═══ Excerpted text ═══

Derek Schofield (born 20 February 1945), is a British lawyer and the former Chief Justice of Gibraltar. He commenced his legal career in 1961 when he was appointed assistant in the office of the clerk of the court in Lancashire. He was called to the bar in 1970, at Gray's Inn in London.

He has served as the Senior Judge in the Cayman Islands, and a high court judge in Kenya.

In 1996 he was appointed Chief Justice of the Supreme Court of Gibraltar. He was suspended from this position while a Tribunal of inquiry was held in Gibraltar, estimated to have cost around £2 million. The inquiry submitted a report to the Governor of Gibraltar, who referred the matter to the Judicial Committee of the Privy Council in London. This held hearings between 15 and 18 June 2009 to consider the question of his removal as Chief Justice of Gibraltar due to misbehaviour and inability.

He is married to human rights lawyer Anne Schofield, and has four children.

He is known for his strong support of human rights and the independence of the judiciary which led him to resign as high court judge and leave Kenya with his family in 1987 when he refused to be influenced by strong political interference in a case.

During his term as Chief Justice of the Supreme Court of Gibraltar, he made several significant decisions, including the ruling that it is unconstitutional for jury service to be compulsory only for men. The decision was reversed on appeal and then went to the Privy Council, who overturned the Gibraltar Government objection of equality for women in jury service.

There were also a number of controversies over his conduct, which led to his suspension and subsequent removal from office.

Controversies
Since his appointment as Chief Justice of Gibraltar, he had been involved in high-profile disputes that he has actively pursued with Chief Minister Peter Caruana. The Tribunal of Inquiry, appointed by the Governor to look into whether his appointment should be referred to the Privy Council, reported that they found that Chief Justice Schofield misbehaved in his pursuit of these disputes and was unable to perform the duties of Chief Justice of Gibraltar.

═══ Extracted information ═══

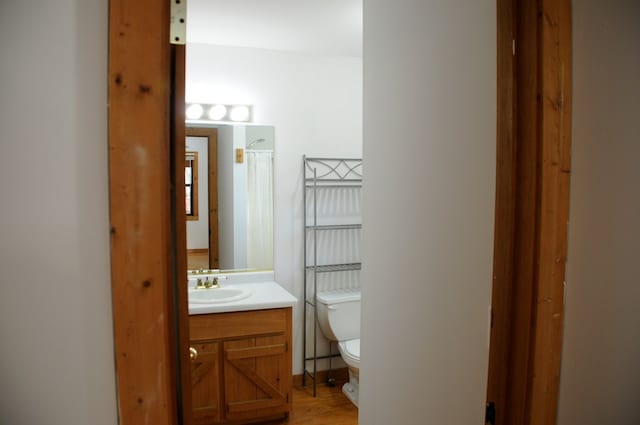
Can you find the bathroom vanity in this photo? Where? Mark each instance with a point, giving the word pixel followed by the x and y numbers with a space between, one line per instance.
pixel 241 356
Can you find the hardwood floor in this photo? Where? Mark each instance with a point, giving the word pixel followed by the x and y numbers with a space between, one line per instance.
pixel 330 407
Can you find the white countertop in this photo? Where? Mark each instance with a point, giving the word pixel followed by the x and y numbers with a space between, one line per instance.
pixel 265 294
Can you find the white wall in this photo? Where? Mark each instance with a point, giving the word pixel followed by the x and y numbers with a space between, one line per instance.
pixel 315 105
pixel 198 230
pixel 239 200
pixel 600 378
pixel 225 196
pixel 56 343
pixel 428 205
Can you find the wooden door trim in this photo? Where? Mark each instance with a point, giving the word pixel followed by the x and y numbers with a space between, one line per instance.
pixel 146 238
pixel 532 198
pixel 212 170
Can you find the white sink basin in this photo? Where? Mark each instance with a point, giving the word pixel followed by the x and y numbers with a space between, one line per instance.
pixel 217 295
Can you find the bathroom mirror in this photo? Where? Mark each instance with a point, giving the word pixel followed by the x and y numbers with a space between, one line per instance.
pixel 229 196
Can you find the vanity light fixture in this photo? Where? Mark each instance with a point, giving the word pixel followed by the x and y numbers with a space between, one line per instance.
pixel 239 113
pixel 194 111
pixel 219 112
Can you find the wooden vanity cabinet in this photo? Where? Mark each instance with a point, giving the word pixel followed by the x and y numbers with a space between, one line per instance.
pixel 242 372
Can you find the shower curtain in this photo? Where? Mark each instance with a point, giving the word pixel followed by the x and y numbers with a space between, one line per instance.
pixel 259 209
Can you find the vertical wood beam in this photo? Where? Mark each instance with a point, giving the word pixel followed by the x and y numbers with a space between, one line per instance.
pixel 181 296
pixel 555 130
pixel 528 281
pixel 140 211
pixel 503 258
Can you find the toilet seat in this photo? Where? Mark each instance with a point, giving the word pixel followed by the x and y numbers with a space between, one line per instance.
pixel 350 351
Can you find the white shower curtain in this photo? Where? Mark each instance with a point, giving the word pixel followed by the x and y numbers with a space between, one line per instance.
pixel 259 209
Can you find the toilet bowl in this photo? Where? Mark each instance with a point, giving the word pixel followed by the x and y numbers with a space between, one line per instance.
pixel 339 320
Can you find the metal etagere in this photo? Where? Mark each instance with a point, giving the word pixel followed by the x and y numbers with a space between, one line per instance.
pixel 320 174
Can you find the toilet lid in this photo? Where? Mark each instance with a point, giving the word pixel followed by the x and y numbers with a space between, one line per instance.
pixel 351 348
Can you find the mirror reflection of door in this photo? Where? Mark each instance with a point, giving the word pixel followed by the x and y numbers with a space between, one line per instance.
pixel 229 174
pixel 201 198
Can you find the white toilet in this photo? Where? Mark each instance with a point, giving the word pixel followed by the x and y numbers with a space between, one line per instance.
pixel 339 319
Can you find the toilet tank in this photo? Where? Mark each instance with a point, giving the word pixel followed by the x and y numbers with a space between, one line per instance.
pixel 339 314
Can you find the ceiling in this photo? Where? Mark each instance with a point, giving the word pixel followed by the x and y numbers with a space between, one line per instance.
pixel 324 27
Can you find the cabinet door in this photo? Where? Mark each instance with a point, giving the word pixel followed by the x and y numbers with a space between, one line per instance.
pixel 257 377
pixel 205 383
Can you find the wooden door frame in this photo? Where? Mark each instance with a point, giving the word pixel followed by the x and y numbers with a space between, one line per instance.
pixel 147 215
pixel 148 243
pixel 532 209
pixel 211 134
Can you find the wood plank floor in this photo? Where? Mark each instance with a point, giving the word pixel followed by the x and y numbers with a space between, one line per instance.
pixel 330 407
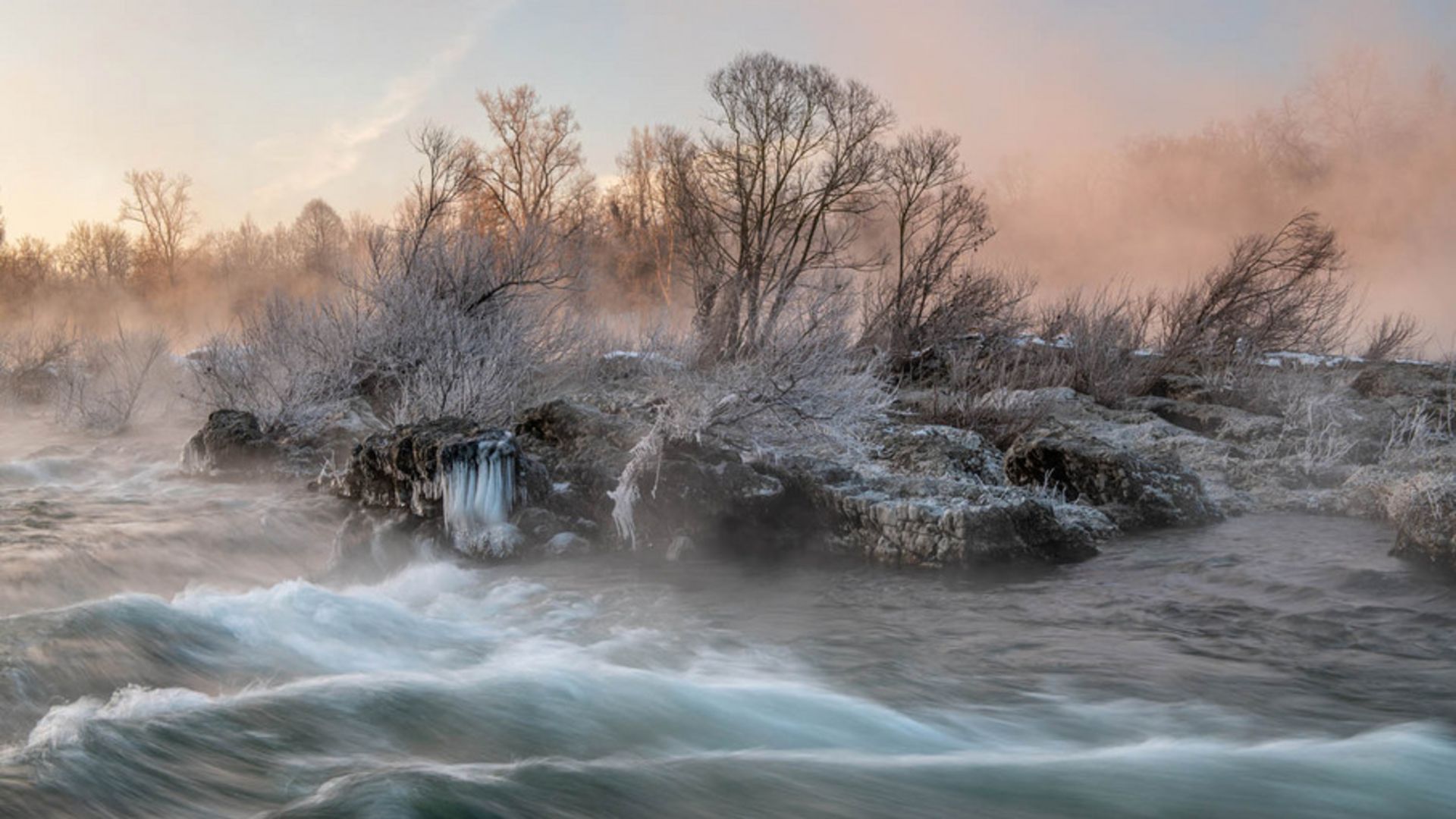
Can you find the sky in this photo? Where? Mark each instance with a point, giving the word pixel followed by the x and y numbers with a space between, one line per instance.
pixel 270 104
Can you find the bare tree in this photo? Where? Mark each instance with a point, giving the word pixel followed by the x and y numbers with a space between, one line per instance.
pixel 535 193
pixel 1392 337
pixel 319 235
pixel 162 206
pixel 27 264
pixel 938 223
pixel 96 253
pixel 637 210
pixel 1285 290
pixel 772 191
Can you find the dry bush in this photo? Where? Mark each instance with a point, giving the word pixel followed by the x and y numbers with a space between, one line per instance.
pixel 1098 343
pixel 107 378
pixel 970 302
pixel 805 387
pixel 444 318
pixel 1394 337
pixel 1282 292
pixel 33 360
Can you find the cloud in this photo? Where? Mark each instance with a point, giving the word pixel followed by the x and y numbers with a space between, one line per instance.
pixel 337 150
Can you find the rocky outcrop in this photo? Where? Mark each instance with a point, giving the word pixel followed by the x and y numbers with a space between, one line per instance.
pixel 410 465
pixel 232 441
pixel 902 523
pixel 1213 420
pixel 918 496
pixel 1136 491
pixel 698 490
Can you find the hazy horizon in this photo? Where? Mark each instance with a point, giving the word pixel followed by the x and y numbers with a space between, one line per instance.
pixel 271 105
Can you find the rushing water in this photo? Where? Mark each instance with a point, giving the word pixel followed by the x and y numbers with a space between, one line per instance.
pixel 174 648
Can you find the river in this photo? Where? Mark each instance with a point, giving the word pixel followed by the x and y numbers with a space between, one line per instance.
pixel 182 648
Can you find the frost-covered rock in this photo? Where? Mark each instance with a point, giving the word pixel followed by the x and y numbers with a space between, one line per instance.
pixel 1423 509
pixel 469 477
pixel 903 522
pixel 232 441
pixel 1213 420
pixel 1134 490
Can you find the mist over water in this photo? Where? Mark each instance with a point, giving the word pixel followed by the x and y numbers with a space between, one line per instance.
pixel 172 648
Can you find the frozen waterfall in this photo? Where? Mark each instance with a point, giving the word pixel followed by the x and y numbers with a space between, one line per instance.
pixel 478 494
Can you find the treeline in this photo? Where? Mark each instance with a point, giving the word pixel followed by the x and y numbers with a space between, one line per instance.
pixel 817 254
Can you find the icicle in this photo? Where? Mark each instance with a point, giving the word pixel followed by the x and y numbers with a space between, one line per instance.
pixel 478 494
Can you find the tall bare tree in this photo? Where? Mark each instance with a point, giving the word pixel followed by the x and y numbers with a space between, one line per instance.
pixel 321 237
pixel 162 206
pixel 938 222
pixel 1283 290
pixel 535 193
pixel 772 191
pixel 637 210
pixel 98 253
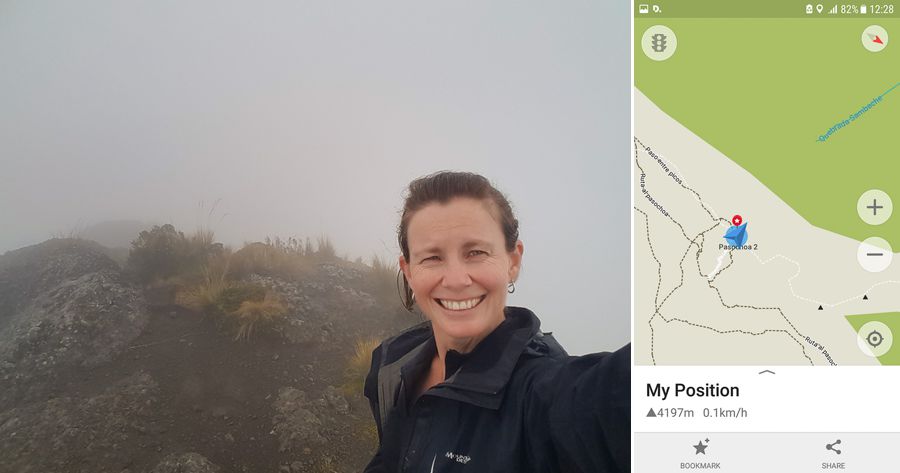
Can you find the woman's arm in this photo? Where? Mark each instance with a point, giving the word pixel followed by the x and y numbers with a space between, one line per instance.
pixel 371 392
pixel 581 413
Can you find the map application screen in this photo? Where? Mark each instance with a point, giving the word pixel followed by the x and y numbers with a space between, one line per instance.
pixel 766 165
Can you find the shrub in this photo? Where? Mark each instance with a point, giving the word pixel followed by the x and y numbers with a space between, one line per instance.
pixel 164 252
pixel 252 314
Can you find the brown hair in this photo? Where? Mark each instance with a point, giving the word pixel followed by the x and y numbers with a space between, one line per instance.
pixel 441 187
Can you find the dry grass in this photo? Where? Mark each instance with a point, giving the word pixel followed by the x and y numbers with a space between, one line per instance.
pixel 253 314
pixel 205 296
pixel 382 280
pixel 276 257
pixel 358 366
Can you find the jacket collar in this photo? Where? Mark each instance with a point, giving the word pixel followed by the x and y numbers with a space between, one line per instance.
pixel 477 377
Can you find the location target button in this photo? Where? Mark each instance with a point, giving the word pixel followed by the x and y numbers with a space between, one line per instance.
pixel 875 338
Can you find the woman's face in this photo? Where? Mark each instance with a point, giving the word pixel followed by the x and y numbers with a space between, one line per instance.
pixel 459 268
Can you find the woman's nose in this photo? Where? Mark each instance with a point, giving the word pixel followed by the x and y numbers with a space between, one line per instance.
pixel 456 275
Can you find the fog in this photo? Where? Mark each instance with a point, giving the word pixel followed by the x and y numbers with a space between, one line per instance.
pixel 300 118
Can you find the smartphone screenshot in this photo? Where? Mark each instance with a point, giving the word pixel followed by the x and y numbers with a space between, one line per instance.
pixel 765 295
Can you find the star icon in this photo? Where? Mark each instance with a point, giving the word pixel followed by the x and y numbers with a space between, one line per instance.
pixel 700 448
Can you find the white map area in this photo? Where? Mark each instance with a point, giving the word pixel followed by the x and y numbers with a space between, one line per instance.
pixel 696 304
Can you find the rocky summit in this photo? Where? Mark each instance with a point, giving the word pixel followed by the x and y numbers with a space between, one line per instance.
pixel 97 379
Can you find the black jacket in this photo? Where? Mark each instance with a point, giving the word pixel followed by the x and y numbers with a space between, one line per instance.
pixel 516 403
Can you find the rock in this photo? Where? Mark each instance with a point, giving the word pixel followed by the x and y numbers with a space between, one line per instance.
pixel 294 422
pixel 68 306
pixel 186 463
pixel 336 400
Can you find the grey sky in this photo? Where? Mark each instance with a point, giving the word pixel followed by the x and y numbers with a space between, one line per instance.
pixel 311 117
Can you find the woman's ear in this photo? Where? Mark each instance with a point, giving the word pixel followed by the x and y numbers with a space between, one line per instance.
pixel 515 261
pixel 404 266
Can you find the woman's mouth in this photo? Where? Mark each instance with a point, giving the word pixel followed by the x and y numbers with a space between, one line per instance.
pixel 460 305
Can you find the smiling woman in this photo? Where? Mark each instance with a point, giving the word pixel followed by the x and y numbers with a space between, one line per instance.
pixel 478 387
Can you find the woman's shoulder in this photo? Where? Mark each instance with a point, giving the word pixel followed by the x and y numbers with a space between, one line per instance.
pixel 550 377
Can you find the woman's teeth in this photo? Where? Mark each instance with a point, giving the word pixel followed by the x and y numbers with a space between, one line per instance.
pixel 460 305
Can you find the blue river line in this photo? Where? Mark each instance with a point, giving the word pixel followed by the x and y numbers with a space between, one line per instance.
pixel 841 124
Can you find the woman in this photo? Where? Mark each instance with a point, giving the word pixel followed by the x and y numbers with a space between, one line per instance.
pixel 478 388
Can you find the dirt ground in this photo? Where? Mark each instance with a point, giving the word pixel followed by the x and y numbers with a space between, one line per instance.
pixel 215 397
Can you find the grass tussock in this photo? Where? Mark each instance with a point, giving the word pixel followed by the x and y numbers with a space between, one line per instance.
pixel 382 280
pixel 251 315
pixel 288 258
pixel 207 296
pixel 358 366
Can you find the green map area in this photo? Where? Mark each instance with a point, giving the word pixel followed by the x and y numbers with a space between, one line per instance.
pixel 892 320
pixel 763 92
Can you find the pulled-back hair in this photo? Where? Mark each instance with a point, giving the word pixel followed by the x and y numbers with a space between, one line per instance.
pixel 443 186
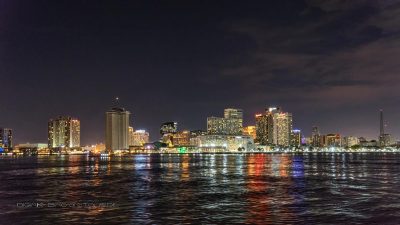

═══

▸ Problems:
1. According to the text on Derek Schofield, in what year was he called to the bar?
2. Continue the text on Derek Schofield, beginning after its last sentence.
The entries are separate material from the text on Derek Schofield.

▸ Outputs:
1. 1970, at Gray's Inn in London.

2.
Chief Justice Schofield has been publicly critical of the Judicial Reforms introduced by the UK Government and Gibraltar Social Democrats administration through the new Constitution of Gibraltar and the Judicial Services Act. These criticisms centred on the replacement of the Chief Justice by the President of the Court of Appeal as Head of the Judiciary and the creation of a Judicial Services Commission to oversee the judiciary, which he has claimed, in the face of much learned opposition, can be controlled too easily by the Executive and in his view posed a threat to judicial independence. This stance has been heavily criticised by the Tribunal report.

After the introduction of the new Constitution by the UK Government followed by the enactment of the Judicial Services Act, Chief Justice Schofield launched a Judicial Review into the changes. He subsequently withdrew this Judicial Review. A large costs order was made against him consequently by the very Court over which he presided over until his suspension. He has paid these costs.

The Tribunal report is critical of Chief Justice Schofield for having taken this Judicial Review. He purported to have cancelled the Ceremonial Opening of the Legal Year (for which he is also criticised by the Tribunal report) without success as it was held by the newly appointed Head of the Judiciary. The dispute escalated further to involve leading members of the Gibraltar legal profession who intended proposing a vote of no confidence in the Chief Justice. The motion was never put and instead a complaint was made to the Governor.

This complaint led to the Governor appointing the Tribunal to inquire into his removal for inability and misbehaviour. The Tribunal delivered a report suggesting there were grounds for his removal. Chief Justice Schofield was represented at the Tribunal hearings by Edward Fitzgerald QC, the Tribunal by Tim Otty QC, the Government by James Eadie QC and the Gibraltar lawyers who complained by Antony White QC with Robert Vasquez, a partner of Triay & Triay, lawyers in Gibraltar.

Anne Schofield instructed a local barrister Charles Gomez to launch a libel lawsuit against Bar Association Chairman James Neish for making allegedly defamatory statements. Charles Gomez, having earlier ended his representation of her, she subsequently withdrew this lawsuit and now faces paying a substantial costs order made against her by the Supreme Court. This led to a bankruptcy notice issued against her, but proceedings have not commenced.

Mrs Schofield has petitioned the European Court alleging breaches of her right to a fair trial and discrimination. Mrs Schofield has to pay £45,000 in costs after the Privy Council declined an application from her to appeal. In a statement she still alleges that the judge who heard her case Sir Michael Turner, should have recused himself because of what she claims are interests that could make him partial.

Alfred A. Vasquez Q.C., also a partner of Triay & Triay, represented both the Government of Gibraltar to oppose the Chief Justice's Judicial Review and James Neish in Mrs Schofield's defamation action.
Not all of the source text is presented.